Brief - Output an exact reproduction of the data.

Available data -
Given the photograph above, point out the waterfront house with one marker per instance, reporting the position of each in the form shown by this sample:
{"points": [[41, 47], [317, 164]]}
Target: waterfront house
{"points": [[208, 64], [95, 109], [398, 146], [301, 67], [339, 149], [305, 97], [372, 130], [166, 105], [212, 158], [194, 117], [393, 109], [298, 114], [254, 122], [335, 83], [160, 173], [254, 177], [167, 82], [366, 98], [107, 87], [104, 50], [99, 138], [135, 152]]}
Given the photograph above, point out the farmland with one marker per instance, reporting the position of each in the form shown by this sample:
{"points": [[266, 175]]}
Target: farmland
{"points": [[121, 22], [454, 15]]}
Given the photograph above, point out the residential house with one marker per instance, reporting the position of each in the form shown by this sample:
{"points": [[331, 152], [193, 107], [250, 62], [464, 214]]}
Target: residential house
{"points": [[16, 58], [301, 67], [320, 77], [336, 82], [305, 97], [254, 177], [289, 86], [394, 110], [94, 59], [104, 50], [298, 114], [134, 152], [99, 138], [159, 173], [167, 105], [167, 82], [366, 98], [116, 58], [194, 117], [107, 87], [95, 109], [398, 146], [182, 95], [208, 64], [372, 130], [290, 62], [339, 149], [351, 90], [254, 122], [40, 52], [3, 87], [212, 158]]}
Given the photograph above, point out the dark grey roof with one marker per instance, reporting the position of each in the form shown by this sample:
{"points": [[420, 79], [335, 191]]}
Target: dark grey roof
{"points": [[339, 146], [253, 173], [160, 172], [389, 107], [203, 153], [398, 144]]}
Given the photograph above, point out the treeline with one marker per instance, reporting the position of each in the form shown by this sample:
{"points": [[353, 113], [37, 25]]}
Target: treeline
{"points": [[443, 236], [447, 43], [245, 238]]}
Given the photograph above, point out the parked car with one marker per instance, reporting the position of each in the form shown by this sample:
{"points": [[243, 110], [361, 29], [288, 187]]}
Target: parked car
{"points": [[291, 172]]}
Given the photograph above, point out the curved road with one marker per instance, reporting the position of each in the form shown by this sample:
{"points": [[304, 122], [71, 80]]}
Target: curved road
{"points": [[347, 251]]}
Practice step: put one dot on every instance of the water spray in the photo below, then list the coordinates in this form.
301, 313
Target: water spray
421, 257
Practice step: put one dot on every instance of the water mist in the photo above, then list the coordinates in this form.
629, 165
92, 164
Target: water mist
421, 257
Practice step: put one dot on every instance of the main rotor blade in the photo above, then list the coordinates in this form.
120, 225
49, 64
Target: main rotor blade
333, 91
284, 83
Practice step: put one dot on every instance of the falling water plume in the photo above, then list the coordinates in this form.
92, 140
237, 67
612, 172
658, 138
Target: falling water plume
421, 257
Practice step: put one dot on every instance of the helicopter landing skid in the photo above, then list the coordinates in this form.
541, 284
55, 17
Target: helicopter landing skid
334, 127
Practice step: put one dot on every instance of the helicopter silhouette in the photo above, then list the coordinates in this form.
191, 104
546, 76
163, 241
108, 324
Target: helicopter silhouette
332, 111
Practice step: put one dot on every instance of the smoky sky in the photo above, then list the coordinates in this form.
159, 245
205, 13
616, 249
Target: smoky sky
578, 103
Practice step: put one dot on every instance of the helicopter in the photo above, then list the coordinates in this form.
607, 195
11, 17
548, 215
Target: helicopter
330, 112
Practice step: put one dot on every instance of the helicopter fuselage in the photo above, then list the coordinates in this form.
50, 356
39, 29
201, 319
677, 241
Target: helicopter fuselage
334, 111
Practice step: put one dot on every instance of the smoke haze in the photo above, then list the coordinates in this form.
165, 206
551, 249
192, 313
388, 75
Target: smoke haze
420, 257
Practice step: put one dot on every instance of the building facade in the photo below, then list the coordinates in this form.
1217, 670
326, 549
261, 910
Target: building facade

Solution -
Given the photograph above, point out the waterfront house with one marker per instance, reporting the position of each in the form shown by this sample:
{"points": [[41, 47], [317, 164]]}
Target: waterfront house
{"points": [[208, 64], [95, 109], [398, 146], [301, 67], [339, 149], [305, 97], [372, 130], [166, 105], [212, 158], [194, 117], [393, 109], [298, 114], [254, 122], [335, 83], [160, 173], [254, 177], [167, 82], [366, 98], [107, 87], [104, 50], [99, 138], [135, 152]]}
Given the photograph above, point out the farmland with one marker per instance, reporting the position of each in the form shown by this sample:
{"points": [[266, 175]]}
Target: farmland
{"points": [[121, 22], [454, 15]]}
Given the photograph above, point out the residential house with one marker per instance, reporting the position of each in the form shown by this sample:
{"points": [[331, 152], [193, 107], [250, 62], [464, 214]]}
Target: residential house
{"points": [[16, 58], [301, 67], [320, 77], [336, 82], [305, 97], [254, 177], [289, 86], [394, 110], [94, 59], [104, 50], [298, 114], [134, 152], [99, 138], [159, 173], [167, 105], [167, 82], [366, 98], [116, 58], [194, 117], [107, 87], [95, 109], [398, 146], [182, 95], [208, 64], [372, 130], [290, 62], [339, 149], [351, 90], [254, 122], [40, 52], [3, 87], [212, 158]]}
Given the photograph above, point out the dark grey roof with one marker per instance, reporting the position of each in the form shown by this sample:
{"points": [[420, 79], [335, 191]]}
Target: dark grey roof
{"points": [[339, 146], [253, 173], [160, 172], [389, 107], [203, 153], [398, 144]]}
Given the photograph above, point out the treeline with one marker per instance, reporting the position of each in the form shown by this sample:
{"points": [[353, 113], [37, 25]]}
Target: treeline
{"points": [[443, 236], [447, 43], [245, 238]]}
Given the photograph above, point out the parked car with one marker per instance, reporting the position of each in the form shown by this sample:
{"points": [[243, 110], [361, 29], [288, 187]]}
Target: parked car
{"points": [[291, 172]]}
Given the photograph above, point out the curved road with one marker per instance, reporting the position of each in the form shown by this sample:
{"points": [[304, 122], [71, 80]]}
Target: curved road
{"points": [[347, 251]]}
Practice step: put one dot on every instance of the water spray in the photo below, then list the coordinates in this form.
301, 313
Target: water spray
421, 257
Practice step: put one dot on every instance of the water mist in the photo above, then list the coordinates in this form.
629, 165
92, 164
Target: water mist
421, 257
Practice step: put one dot on every instance of the main rotor blade in the photo above, then list the coordinates in this form.
120, 225
49, 64
Target: main rotor blade
333, 91
284, 83
Practice step: put one dot on every instance of the falling water plume in the photo above, then list the coordinates in this form.
92, 140
237, 67
612, 172
658, 138
Target: falling water plume
421, 257
Practice step: put one dot on every instance of the helicopter landing skid in the photo above, then list the coordinates in this form.
541, 284
55, 17
Target: helicopter landing skid
334, 127
Practice step: put one dot on every instance of the helicopter silhouette in the photo above, then list the coordinates in this form.
191, 104
546, 76
163, 241
108, 324
Target: helicopter silhouette
332, 111
Practice step: put one dot on every instance of the smoky sky in the photo above, then list the coordinates in this form.
159, 245
205, 13
616, 249
Target: smoky sky
578, 103
Practice step: put one dot on every instance of the helicopter in the photo above, then list the coordinates in this form.
607, 195
11, 17
548, 215
Target: helicopter
330, 112
Practice step: put one dot on every instance of the helicopter fuselage in the photo above, then list the coordinates in this form.
50, 356
39, 29
201, 319
677, 241
Target: helicopter fuselage
334, 111
Practice step: put one dot on every instance of the smoke haze in the photo above, then list the coordinates in this form.
165, 206
551, 249
192, 313
388, 75
Target: smoke haze
420, 257
Practice step: put one dot on every instance of the building facade in the photo below, then list the coordinates in this form.
1217, 670
326, 549
261, 910
Target: building facade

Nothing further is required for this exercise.